▶ _O QUE FAZER_
Por favor, apresente todas as linhas do material abaixo como uma lista JSON de strings, uma string por linha. Omita as linhas em branco e deixe as imagens de fora.

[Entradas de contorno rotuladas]
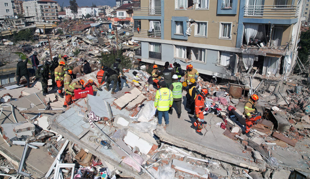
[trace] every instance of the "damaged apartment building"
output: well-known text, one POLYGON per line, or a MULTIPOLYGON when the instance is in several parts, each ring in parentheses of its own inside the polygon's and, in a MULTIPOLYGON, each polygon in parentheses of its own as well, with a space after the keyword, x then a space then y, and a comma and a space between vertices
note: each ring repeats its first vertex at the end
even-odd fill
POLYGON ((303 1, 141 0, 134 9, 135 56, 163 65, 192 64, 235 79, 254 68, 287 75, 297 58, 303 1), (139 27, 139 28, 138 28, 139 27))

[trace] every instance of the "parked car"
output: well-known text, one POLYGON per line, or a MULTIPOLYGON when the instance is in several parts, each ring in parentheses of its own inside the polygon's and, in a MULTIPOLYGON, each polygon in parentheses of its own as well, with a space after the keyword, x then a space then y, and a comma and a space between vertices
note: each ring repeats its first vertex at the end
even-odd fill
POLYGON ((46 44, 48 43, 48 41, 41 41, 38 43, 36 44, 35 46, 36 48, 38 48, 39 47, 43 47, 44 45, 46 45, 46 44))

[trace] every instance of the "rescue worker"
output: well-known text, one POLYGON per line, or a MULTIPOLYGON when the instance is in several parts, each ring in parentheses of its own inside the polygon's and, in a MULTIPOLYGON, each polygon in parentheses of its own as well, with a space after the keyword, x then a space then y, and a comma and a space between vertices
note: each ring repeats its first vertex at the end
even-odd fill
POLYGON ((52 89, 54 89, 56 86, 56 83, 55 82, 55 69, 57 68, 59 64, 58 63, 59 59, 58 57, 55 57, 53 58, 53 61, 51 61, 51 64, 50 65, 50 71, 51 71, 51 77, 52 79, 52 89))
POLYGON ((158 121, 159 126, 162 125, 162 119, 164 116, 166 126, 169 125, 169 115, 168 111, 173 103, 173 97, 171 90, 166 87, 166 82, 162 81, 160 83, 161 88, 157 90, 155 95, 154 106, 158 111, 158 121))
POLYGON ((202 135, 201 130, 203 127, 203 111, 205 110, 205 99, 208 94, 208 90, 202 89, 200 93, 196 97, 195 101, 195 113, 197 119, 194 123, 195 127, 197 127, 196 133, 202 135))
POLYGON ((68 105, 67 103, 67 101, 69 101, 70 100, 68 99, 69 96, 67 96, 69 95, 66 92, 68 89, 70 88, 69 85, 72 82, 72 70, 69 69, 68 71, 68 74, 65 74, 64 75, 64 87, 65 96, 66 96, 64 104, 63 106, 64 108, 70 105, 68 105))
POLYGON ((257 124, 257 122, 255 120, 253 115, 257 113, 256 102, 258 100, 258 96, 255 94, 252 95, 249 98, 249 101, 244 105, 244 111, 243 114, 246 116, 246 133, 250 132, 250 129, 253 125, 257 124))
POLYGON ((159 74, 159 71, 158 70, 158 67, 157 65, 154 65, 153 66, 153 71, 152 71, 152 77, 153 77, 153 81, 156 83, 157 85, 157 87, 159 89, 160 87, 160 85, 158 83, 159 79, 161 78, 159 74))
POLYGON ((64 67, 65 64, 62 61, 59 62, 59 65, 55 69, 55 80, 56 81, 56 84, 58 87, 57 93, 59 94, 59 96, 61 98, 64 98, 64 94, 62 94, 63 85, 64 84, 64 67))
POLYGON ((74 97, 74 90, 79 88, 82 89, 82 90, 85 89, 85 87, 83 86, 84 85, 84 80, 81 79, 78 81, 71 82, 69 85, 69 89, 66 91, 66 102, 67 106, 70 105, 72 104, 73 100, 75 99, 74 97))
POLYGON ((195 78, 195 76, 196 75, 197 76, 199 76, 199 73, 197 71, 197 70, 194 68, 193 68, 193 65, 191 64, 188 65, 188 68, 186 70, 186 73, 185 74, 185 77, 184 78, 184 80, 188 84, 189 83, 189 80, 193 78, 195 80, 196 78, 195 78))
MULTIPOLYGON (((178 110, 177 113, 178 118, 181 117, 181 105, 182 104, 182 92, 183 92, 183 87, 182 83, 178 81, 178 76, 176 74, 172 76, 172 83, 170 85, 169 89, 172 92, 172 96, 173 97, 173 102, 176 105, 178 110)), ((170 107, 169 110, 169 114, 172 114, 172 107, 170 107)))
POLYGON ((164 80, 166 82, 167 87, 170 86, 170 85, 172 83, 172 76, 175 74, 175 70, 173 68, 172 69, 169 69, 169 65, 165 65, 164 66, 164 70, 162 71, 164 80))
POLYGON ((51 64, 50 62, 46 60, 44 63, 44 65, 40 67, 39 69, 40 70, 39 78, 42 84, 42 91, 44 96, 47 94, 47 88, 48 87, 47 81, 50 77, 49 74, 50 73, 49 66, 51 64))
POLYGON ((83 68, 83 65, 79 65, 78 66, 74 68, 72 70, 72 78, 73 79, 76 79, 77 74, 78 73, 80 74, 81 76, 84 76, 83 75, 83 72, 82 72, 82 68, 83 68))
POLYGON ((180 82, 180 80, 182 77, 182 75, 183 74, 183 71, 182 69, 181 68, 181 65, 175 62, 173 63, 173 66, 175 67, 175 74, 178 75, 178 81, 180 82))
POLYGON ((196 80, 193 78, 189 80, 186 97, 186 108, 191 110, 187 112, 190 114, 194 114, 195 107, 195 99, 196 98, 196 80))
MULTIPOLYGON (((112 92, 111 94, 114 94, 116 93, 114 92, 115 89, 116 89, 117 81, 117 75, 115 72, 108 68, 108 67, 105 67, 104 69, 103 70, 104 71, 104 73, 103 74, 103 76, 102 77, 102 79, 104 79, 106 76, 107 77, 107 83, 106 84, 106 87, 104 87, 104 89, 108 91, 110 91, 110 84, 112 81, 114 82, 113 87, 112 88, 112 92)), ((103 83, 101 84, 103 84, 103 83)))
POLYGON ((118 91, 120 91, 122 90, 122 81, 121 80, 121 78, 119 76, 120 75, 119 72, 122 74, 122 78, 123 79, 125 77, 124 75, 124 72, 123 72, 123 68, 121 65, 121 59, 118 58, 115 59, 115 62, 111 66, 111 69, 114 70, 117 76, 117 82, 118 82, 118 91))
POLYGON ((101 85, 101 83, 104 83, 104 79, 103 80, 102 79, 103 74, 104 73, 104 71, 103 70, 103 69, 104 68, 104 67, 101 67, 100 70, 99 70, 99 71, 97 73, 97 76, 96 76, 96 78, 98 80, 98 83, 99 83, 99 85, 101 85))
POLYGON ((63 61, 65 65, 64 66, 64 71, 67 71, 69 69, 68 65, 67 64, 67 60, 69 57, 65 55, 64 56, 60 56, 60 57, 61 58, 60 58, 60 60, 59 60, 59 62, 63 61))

▶ _RESULTADO_
[
  "[trace] every instance of the \"damaged apartment building\"",
  "output: well-known text, one POLYGON per line, or a MULTIPOLYGON when the instance is in several parts, each ring in parentheses of its own inside the polygon's and, in a MULTIPOLYGON, each polygon in parentheses of its own as well, with a space after the keyword, x then a space then y, and a comma and a space between vertices",
  "note: each ring repeats its first vertex at the end",
  "even-odd fill",
  "POLYGON ((303 1, 141 0, 134 9, 135 56, 163 65, 192 64, 235 79, 254 68, 287 75, 297 58, 303 1), (139 27, 139 28, 138 28, 139 27))",
  "[trace] every instance of the \"parked car\"",
  "output: well-known text, one POLYGON per line, or a MULTIPOLYGON when the instance is in several parts, each ring in parentheses of its own inside the polygon's and, in a MULTIPOLYGON, each polygon in parentheses of its own as well, with a space after the keyword, x then a space then y, and a comma and a space between vertices",
  "note: each ring repeats its first vertex at the end",
  "even-odd fill",
  "POLYGON ((46 44, 48 43, 48 41, 41 41, 38 43, 36 44, 35 46, 36 48, 38 48, 39 47, 43 47, 44 45, 46 45, 46 44))",
  "[trace] every instance of the \"rescue worker\"",
  "output: well-known text, one POLYGON per line, or a MULTIPOLYGON when the instance is in several parts, each ring in parentheses of its own inside the polygon's and, in a MULTIPOLYGON, each polygon in parentheses of its own as well, with a space after the keyword, x then a space then y, and a comma and a space between vertices",
  "note: each ring repeats its first vertex at the end",
  "even-odd fill",
  "POLYGON ((52 89, 54 89, 56 86, 56 83, 55 82, 55 69, 57 68, 59 64, 58 63, 59 59, 58 57, 55 57, 53 58, 53 61, 51 61, 51 64, 50 65, 50 71, 51 71, 51 77, 52 79, 52 89))",
  "POLYGON ((158 121, 159 126, 162 125, 162 119, 164 116, 166 126, 169 125, 169 115, 168 111, 173 103, 173 97, 171 90, 166 87, 166 82, 162 81, 160 83, 161 88, 157 90, 155 95, 154 106, 158 111, 158 121))",
  "POLYGON ((202 135, 201 130, 203 127, 203 111, 205 110, 205 99, 208 94, 208 90, 202 89, 200 93, 196 97, 195 101, 195 113, 197 119, 194 123, 195 127, 197 127, 196 133, 202 135))",
  "POLYGON ((68 105, 67 103, 67 101, 69 101, 70 100, 68 99, 69 96, 67 96, 69 95, 66 92, 68 89, 70 88, 69 85, 72 82, 72 70, 69 69, 68 71, 68 74, 65 74, 64 75, 64 87, 65 96, 66 96, 64 104, 63 106, 64 108, 70 105, 68 105))",
  "POLYGON ((257 124, 257 122, 255 120, 253 115, 257 113, 256 102, 258 100, 258 96, 255 94, 252 95, 249 98, 249 101, 244 105, 244 111, 243 114, 246 116, 246 133, 250 132, 250 129, 253 125, 257 124))",
  "POLYGON ((159 74, 159 71, 158 70, 158 67, 157 65, 154 65, 153 66, 153 71, 152 71, 152 77, 153 77, 153 81, 156 83, 157 85, 157 87, 159 89, 160 87, 160 85, 158 83, 159 79, 161 78, 159 74))",
  "POLYGON ((64 67, 65 64, 62 61, 59 62, 59 65, 55 69, 55 80, 56 81, 56 84, 58 87, 57 93, 59 94, 59 96, 61 98, 64 98, 64 94, 62 94, 63 85, 64 84, 64 67))",
  "POLYGON ((74 97, 74 90, 79 88, 82 89, 82 90, 85 89, 85 87, 83 86, 84 85, 84 80, 81 79, 78 81, 71 82, 69 85, 69 89, 66 91, 66 102, 67 106, 70 105, 72 104, 73 100, 75 99, 74 97))",
  "POLYGON ((195 78, 195 76, 196 75, 197 76, 199 76, 199 73, 197 71, 197 70, 194 68, 193 68, 193 65, 191 64, 188 65, 188 68, 186 70, 186 73, 185 74, 185 77, 184 78, 184 80, 188 84, 189 83, 189 80, 193 78, 195 80, 196 78, 195 78))",
  "MULTIPOLYGON (((178 110, 177 113, 178 118, 181 117, 181 105, 182 104, 182 92, 183 92, 183 87, 182 83, 178 81, 178 76, 176 74, 172 76, 172 83, 170 85, 169 89, 172 92, 172 96, 173 97, 173 102, 176 105, 178 110)), ((170 107, 169 110, 169 114, 172 114, 172 107, 170 107)))",
  "POLYGON ((164 80, 166 82, 167 87, 170 86, 170 85, 172 83, 172 76, 175 74, 175 70, 173 68, 172 69, 169 69, 169 65, 165 65, 164 66, 164 70, 162 71, 164 80))",
  "POLYGON ((51 64, 50 62, 46 60, 44 63, 44 65, 40 67, 39 69, 40 70, 39 78, 42 84, 42 91, 44 96, 47 94, 47 88, 48 87, 47 81, 50 77, 49 74, 50 73, 49 66, 51 64))",
  "POLYGON ((83 68, 83 65, 79 65, 78 66, 74 68, 72 70, 72 78, 73 79, 76 79, 77 74, 78 73, 80 74, 81 76, 84 76, 83 75, 83 72, 82 72, 82 68, 83 68))",
  "POLYGON ((180 82, 180 80, 182 77, 182 75, 183 74, 183 71, 182 69, 181 68, 181 65, 175 62, 173 63, 173 66, 175 67, 175 74, 178 75, 178 81, 180 82))",
  "POLYGON ((196 80, 193 78, 189 80, 186 97, 186 108, 191 110, 187 112, 190 114, 194 114, 195 107, 195 99, 196 98, 196 80))",
  "MULTIPOLYGON (((112 92, 111 94, 114 94, 116 93, 114 92, 115 89, 116 89, 117 81, 117 75, 115 72, 108 68, 108 67, 105 67, 104 69, 103 70, 104 71, 104 73, 103 74, 103 76, 102 77, 102 79, 104 79, 106 76, 107 77, 107 83, 106 84, 106 87, 104 87, 104 89, 108 91, 110 91, 110 84, 112 81, 114 82, 113 87, 112 88, 112 92)), ((103 83, 101 84, 103 84, 103 83)))",
  "POLYGON ((118 91, 120 91, 122 90, 122 81, 121 80, 121 78, 119 76, 120 75, 119 72, 122 74, 122 78, 123 79, 125 77, 124 75, 124 72, 123 72, 123 68, 121 65, 121 59, 118 58, 115 59, 115 62, 111 66, 111 69, 114 70, 117 76, 117 82, 118 82, 118 91))",
  "POLYGON ((101 85, 101 83, 104 83, 104 79, 103 80, 102 79, 103 74, 104 73, 104 71, 103 70, 103 69, 104 68, 104 67, 101 67, 100 70, 99 70, 99 71, 97 73, 97 76, 96 76, 96 78, 98 80, 98 83, 99 83, 99 85, 101 85))",
  "POLYGON ((63 61, 65 65, 64 66, 64 71, 67 71, 69 69, 68 65, 67 64, 67 60, 69 57, 65 55, 64 56, 60 56, 60 57, 61 58, 60 58, 60 60, 59 60, 59 62, 63 61))"
]